Required work: Collect every line of the data below that contains the word "building", and reproduce each of those lines in full.

Input:

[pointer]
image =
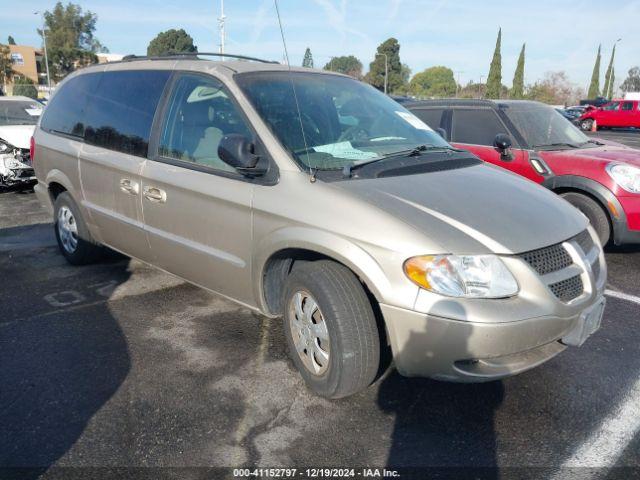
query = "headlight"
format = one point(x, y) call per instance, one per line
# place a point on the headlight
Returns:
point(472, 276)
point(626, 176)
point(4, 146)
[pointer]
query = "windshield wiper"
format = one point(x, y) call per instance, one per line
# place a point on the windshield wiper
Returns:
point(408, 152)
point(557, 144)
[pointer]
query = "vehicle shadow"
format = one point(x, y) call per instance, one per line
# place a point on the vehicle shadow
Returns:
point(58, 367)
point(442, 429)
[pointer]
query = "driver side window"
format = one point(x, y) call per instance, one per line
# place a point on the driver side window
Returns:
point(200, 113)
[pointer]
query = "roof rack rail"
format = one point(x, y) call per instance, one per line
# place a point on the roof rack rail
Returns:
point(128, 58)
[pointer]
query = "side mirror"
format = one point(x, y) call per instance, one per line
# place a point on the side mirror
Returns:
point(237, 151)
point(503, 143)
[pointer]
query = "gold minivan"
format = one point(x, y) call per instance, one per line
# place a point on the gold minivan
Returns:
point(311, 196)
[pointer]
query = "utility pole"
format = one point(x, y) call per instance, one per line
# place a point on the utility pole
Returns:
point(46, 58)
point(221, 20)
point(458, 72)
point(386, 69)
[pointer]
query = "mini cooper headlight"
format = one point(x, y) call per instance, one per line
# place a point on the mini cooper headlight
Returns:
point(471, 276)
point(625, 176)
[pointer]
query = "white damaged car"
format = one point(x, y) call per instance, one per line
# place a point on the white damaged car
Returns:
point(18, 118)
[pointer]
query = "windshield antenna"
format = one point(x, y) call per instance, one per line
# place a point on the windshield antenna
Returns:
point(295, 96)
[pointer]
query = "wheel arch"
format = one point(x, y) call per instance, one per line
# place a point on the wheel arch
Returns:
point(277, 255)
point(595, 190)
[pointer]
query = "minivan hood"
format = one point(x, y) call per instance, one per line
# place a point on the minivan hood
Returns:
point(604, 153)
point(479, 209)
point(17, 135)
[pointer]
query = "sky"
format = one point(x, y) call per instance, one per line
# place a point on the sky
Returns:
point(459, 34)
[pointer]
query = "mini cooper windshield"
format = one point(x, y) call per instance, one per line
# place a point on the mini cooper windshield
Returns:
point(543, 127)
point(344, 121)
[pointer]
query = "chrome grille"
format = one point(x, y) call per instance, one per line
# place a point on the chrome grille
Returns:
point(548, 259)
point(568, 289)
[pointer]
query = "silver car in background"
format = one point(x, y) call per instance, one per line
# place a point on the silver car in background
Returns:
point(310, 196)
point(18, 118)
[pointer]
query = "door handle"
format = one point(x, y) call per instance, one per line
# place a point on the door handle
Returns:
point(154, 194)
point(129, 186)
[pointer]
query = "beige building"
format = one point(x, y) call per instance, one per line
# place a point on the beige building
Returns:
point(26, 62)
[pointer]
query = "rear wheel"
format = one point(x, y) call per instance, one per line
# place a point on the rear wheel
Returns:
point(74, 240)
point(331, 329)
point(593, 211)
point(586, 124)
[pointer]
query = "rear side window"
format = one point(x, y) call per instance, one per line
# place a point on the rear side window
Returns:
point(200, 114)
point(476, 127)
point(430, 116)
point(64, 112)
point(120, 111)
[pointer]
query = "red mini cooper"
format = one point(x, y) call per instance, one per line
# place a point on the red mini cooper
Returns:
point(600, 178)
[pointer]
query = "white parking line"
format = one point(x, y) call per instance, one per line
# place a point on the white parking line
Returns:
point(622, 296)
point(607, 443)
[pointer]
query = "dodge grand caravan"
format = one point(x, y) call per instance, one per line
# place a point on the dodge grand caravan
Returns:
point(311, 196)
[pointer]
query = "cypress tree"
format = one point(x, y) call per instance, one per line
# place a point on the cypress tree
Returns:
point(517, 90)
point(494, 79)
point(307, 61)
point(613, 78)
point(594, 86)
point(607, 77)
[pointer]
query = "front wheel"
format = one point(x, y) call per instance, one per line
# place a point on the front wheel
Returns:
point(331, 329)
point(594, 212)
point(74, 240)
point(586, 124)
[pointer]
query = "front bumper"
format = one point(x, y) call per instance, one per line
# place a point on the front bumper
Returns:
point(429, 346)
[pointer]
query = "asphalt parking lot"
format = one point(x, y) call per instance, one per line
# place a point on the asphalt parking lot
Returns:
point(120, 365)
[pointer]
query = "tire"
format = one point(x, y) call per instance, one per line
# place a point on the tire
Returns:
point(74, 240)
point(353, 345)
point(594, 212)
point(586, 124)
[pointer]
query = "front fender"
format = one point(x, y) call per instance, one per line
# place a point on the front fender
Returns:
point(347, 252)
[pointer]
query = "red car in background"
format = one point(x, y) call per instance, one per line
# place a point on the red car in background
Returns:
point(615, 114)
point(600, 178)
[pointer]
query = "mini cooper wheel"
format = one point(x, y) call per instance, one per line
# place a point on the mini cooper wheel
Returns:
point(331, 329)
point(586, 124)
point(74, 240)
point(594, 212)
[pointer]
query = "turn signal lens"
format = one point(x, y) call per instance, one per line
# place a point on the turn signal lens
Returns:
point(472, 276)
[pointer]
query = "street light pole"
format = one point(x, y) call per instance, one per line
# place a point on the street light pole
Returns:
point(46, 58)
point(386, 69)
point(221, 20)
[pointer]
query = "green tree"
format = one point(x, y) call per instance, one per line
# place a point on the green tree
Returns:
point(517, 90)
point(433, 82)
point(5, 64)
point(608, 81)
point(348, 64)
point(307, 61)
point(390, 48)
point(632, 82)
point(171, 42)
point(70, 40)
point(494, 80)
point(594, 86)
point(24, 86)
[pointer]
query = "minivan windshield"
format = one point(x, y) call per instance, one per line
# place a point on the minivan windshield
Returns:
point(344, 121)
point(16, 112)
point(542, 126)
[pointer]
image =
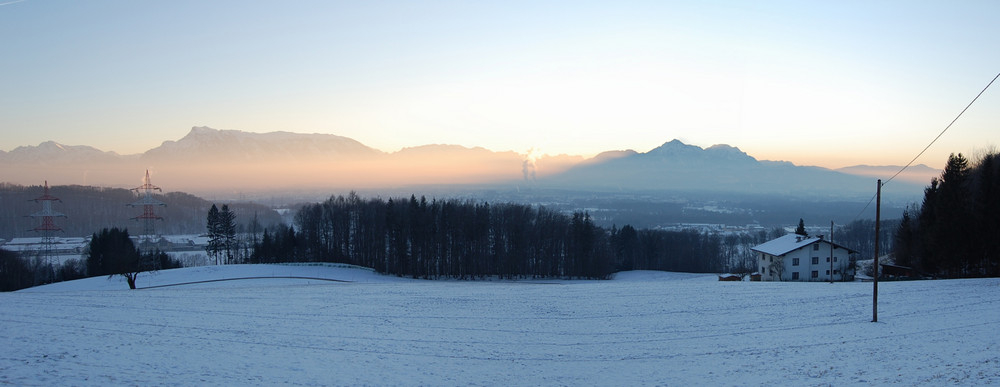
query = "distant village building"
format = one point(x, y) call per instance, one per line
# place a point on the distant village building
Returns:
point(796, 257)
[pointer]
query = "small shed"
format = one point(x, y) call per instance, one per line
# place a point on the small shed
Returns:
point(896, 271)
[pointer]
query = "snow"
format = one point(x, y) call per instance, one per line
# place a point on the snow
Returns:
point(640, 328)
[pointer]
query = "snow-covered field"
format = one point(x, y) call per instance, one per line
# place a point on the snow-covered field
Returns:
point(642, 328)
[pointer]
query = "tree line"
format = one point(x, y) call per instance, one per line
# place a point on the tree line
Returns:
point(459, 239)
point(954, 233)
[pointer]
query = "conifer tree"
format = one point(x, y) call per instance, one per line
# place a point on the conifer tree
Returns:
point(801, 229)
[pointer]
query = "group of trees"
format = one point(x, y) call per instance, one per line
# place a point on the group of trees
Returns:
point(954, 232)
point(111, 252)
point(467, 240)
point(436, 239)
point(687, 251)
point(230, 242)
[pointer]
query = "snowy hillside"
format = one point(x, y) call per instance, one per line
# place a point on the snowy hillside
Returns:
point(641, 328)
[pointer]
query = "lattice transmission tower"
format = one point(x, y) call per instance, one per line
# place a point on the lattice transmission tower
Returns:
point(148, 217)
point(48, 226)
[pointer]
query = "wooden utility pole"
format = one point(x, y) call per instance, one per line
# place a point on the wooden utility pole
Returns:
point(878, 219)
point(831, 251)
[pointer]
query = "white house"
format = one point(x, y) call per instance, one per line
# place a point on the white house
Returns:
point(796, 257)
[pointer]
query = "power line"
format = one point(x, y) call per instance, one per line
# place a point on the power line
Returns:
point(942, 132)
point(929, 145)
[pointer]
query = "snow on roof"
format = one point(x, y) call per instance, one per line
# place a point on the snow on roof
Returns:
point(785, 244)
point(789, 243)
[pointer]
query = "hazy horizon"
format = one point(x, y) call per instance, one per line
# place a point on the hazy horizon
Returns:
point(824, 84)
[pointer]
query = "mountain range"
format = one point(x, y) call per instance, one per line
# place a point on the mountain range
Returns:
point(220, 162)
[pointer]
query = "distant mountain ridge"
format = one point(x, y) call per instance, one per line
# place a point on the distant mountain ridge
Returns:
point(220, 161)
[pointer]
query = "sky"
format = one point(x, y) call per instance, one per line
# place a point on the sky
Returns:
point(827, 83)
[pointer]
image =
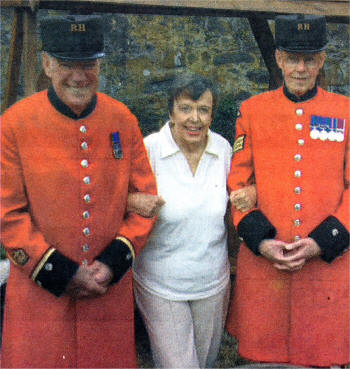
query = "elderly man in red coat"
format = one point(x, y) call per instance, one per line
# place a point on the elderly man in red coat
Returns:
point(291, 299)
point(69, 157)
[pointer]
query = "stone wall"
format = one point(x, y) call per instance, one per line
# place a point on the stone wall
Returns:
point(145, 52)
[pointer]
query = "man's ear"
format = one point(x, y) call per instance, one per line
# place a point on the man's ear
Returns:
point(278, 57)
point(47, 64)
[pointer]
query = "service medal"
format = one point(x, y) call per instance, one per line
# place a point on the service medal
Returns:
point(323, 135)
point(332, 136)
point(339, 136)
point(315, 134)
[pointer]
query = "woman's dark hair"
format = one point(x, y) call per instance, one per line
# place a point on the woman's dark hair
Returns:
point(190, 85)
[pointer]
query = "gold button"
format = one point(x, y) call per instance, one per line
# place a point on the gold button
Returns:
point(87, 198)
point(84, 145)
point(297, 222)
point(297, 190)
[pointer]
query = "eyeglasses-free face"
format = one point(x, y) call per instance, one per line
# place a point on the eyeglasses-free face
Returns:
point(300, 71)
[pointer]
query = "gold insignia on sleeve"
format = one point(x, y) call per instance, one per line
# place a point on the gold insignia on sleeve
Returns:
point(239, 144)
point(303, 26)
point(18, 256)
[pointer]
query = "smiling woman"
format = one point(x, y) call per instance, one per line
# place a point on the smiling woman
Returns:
...
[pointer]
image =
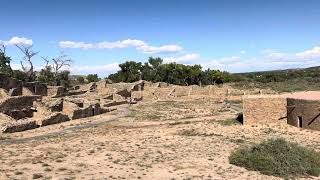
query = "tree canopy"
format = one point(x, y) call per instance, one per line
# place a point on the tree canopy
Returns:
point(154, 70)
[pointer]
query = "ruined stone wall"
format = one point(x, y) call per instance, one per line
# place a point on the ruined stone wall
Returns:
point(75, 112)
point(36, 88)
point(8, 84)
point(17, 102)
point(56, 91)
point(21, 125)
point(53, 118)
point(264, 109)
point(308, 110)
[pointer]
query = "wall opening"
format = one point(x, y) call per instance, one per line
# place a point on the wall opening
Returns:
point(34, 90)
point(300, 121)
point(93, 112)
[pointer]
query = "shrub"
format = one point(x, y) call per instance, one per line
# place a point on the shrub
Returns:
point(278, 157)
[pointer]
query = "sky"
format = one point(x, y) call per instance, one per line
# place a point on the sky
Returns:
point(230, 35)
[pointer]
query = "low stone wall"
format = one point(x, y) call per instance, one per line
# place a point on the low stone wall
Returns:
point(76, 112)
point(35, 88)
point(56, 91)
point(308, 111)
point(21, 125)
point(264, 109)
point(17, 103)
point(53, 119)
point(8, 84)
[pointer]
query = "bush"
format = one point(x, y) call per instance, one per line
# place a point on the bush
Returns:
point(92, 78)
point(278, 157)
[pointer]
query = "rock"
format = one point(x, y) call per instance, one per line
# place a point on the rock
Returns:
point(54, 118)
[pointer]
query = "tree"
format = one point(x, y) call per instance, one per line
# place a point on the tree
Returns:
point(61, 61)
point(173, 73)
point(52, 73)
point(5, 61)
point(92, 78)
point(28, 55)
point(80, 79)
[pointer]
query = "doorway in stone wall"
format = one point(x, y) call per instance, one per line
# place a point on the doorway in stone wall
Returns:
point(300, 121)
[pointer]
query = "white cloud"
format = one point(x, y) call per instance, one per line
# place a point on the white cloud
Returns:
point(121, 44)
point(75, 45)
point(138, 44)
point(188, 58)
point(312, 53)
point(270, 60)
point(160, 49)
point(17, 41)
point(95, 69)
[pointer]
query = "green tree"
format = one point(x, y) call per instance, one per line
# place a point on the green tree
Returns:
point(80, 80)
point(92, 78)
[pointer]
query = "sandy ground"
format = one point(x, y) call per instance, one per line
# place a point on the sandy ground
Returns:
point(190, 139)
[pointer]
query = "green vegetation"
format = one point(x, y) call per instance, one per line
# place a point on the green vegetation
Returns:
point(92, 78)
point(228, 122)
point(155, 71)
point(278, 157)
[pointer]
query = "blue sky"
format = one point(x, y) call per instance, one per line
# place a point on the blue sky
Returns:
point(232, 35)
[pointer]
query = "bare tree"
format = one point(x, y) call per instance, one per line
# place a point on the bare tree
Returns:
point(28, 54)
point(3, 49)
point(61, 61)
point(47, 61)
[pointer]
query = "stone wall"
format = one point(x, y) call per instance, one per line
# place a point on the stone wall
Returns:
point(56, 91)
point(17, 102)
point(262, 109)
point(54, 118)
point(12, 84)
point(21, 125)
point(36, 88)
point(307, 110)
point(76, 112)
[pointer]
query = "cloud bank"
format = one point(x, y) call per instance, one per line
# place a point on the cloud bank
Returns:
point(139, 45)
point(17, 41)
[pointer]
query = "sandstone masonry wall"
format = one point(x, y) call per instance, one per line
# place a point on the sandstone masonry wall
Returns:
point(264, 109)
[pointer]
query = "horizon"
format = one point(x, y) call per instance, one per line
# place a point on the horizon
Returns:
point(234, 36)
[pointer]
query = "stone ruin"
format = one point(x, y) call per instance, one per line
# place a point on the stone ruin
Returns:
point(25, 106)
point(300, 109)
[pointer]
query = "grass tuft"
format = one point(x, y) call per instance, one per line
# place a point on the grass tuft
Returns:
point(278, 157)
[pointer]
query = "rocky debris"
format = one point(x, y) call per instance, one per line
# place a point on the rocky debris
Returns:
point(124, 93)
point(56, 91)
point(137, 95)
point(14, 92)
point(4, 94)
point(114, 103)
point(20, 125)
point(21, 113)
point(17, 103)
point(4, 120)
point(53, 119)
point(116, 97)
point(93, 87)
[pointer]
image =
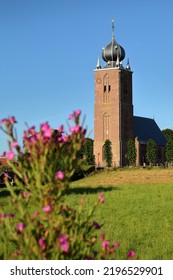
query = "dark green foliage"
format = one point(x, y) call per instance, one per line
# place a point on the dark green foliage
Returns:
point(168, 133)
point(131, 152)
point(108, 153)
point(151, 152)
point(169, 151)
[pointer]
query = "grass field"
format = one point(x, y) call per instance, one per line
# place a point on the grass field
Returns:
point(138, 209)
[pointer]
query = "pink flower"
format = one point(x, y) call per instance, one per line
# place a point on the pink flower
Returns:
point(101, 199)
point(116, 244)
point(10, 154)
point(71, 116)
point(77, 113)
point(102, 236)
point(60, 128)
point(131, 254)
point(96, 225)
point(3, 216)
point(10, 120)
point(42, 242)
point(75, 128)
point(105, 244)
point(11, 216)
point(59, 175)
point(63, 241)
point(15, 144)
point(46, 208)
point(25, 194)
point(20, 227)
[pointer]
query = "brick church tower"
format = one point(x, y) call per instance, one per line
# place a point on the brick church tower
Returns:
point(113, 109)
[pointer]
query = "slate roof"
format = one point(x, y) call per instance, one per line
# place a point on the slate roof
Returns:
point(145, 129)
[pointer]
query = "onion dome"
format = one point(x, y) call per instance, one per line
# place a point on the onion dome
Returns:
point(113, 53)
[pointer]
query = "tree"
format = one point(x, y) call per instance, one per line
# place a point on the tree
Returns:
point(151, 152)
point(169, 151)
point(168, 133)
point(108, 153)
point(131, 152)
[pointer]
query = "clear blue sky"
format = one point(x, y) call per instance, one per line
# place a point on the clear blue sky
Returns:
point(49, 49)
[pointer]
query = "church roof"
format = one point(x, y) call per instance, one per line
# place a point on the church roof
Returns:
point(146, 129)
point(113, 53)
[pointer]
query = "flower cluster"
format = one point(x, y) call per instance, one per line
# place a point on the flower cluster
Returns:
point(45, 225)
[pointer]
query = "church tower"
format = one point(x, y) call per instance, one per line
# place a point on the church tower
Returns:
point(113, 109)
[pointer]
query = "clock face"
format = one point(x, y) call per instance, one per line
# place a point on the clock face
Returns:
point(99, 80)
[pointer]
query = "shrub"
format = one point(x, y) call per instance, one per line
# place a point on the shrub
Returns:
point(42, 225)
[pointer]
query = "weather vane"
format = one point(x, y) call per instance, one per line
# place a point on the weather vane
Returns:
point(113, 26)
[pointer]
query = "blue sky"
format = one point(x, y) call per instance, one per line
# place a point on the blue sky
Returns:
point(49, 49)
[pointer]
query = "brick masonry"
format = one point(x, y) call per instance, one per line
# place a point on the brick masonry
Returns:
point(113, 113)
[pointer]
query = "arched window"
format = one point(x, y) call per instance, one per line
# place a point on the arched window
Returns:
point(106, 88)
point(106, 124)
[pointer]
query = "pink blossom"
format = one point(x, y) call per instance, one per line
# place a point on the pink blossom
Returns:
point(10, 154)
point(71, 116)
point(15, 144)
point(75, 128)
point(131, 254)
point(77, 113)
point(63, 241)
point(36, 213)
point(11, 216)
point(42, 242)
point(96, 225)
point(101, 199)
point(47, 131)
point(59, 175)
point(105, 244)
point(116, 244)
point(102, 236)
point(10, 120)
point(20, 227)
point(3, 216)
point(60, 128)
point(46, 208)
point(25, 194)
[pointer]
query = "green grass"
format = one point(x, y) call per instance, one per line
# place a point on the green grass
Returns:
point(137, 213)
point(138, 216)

Correct answer:
query = "beige building"
# place a point on the beige building
query = "distant village building"
# place a point on the distant village building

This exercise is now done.